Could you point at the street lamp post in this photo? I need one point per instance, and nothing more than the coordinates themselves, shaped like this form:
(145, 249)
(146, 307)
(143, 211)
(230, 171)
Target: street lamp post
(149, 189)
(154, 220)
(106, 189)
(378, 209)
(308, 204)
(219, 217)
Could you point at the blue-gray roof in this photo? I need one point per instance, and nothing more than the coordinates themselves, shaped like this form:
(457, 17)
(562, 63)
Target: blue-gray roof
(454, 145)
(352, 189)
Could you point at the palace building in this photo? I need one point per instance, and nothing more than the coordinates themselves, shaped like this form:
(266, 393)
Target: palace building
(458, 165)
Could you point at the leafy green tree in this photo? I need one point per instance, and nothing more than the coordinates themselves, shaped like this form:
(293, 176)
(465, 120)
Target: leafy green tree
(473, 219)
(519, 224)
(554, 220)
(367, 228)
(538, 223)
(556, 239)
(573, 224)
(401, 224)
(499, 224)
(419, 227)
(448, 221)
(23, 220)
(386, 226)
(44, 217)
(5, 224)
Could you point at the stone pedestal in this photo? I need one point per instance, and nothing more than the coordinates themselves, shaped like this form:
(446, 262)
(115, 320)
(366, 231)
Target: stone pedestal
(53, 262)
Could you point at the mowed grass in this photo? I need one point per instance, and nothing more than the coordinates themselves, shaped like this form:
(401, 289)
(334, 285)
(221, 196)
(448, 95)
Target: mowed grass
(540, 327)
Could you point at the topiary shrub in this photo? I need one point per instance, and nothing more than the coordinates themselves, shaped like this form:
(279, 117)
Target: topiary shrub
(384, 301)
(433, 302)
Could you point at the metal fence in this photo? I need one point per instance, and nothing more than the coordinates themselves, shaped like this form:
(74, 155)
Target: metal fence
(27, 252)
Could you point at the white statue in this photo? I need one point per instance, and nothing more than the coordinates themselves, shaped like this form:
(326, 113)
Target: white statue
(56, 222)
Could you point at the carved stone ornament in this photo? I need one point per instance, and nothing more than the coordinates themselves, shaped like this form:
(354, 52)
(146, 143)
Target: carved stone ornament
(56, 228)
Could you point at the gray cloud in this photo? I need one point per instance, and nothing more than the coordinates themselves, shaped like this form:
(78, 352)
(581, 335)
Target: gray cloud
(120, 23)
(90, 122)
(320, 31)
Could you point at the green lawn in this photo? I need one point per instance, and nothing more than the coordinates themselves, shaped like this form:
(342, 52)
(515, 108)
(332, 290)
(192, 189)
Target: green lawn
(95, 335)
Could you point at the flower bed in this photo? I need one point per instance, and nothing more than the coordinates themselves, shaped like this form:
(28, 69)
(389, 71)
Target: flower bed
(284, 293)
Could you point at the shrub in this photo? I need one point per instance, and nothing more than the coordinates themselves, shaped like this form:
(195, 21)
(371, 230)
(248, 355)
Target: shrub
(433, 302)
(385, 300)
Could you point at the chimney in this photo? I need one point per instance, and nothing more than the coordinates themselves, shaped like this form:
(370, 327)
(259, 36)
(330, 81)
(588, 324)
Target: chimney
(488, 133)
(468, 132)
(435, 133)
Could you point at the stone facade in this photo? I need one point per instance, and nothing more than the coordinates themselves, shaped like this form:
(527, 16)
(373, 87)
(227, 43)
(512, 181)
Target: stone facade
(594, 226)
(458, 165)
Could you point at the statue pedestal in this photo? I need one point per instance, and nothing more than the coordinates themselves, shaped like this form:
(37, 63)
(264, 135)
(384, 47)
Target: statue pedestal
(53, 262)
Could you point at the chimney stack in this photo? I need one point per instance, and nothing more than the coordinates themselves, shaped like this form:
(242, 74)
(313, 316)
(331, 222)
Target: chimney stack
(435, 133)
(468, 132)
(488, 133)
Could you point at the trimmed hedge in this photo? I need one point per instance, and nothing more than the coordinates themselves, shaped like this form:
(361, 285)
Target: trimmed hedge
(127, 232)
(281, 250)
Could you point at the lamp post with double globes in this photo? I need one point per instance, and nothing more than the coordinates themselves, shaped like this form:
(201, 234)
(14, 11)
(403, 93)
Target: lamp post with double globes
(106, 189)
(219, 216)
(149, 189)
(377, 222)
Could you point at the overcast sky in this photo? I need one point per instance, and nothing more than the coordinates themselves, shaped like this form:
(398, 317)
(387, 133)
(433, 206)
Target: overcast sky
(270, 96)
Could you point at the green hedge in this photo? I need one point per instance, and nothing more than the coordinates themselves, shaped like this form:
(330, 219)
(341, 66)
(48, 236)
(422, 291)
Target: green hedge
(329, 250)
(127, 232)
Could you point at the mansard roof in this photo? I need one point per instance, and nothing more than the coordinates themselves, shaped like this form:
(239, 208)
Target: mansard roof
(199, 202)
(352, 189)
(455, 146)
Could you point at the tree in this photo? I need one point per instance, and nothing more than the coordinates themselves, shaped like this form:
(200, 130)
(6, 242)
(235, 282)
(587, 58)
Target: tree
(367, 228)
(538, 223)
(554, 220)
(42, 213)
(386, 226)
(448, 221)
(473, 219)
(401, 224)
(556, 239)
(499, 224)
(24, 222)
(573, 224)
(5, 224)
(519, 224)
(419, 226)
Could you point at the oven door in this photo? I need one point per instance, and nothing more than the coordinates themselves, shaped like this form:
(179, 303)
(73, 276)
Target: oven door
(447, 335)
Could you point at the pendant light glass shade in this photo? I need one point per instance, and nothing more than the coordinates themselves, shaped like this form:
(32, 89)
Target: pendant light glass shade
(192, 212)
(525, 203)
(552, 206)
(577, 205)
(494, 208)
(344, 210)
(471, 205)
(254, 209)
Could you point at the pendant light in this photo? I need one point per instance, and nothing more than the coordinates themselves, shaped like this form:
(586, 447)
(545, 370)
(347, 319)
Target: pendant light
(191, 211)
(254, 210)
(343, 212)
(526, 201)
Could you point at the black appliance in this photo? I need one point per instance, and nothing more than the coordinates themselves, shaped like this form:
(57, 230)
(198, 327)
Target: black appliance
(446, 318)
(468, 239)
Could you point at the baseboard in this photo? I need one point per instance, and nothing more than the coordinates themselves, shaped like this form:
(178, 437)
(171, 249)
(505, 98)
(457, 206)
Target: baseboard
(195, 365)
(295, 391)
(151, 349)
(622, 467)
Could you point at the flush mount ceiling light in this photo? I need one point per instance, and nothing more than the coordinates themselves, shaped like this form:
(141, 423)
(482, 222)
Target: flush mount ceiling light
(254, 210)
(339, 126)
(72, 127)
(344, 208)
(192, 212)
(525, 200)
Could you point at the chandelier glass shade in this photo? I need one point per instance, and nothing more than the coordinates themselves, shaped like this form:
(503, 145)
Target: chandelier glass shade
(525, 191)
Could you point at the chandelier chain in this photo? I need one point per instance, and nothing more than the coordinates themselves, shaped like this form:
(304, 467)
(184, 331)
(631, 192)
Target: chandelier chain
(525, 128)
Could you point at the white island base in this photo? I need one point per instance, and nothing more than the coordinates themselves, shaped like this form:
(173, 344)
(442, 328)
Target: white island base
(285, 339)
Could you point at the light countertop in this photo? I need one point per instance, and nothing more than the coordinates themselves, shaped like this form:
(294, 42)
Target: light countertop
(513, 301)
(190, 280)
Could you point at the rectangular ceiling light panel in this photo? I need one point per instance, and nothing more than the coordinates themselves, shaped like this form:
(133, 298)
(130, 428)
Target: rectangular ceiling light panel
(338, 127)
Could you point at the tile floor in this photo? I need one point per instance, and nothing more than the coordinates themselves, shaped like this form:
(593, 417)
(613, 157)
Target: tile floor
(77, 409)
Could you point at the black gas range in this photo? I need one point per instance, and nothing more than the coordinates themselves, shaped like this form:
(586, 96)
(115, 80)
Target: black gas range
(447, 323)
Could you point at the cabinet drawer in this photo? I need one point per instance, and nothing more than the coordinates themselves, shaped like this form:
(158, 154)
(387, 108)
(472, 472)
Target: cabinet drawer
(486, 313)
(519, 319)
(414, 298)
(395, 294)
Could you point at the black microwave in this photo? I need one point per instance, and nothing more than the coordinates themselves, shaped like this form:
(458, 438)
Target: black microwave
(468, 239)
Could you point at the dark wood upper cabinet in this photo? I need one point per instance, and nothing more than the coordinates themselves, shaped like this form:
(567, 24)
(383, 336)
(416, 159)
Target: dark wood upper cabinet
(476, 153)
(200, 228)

● ● ●

Work task: What the answer should hold is an exact copy of each line from the one containing "Target: cabinet drawer" to the final line of the listing above.

Expected answer:
Target: cabinet drawer
(486, 313)
(519, 319)
(414, 298)
(395, 294)
Could you point at the black microwave in this photo? I need one point per instance, and nothing more than the coordinates themselves, shaped like this form:
(458, 438)
Target: black microwave
(468, 239)
Could you point at the dark wood upper cabinet in this photo? I need one point per instance, and nothing more than the coordinates themselves, shaped like this form:
(567, 24)
(383, 336)
(416, 159)
Target: dark wood upper cabinet
(476, 153)
(200, 228)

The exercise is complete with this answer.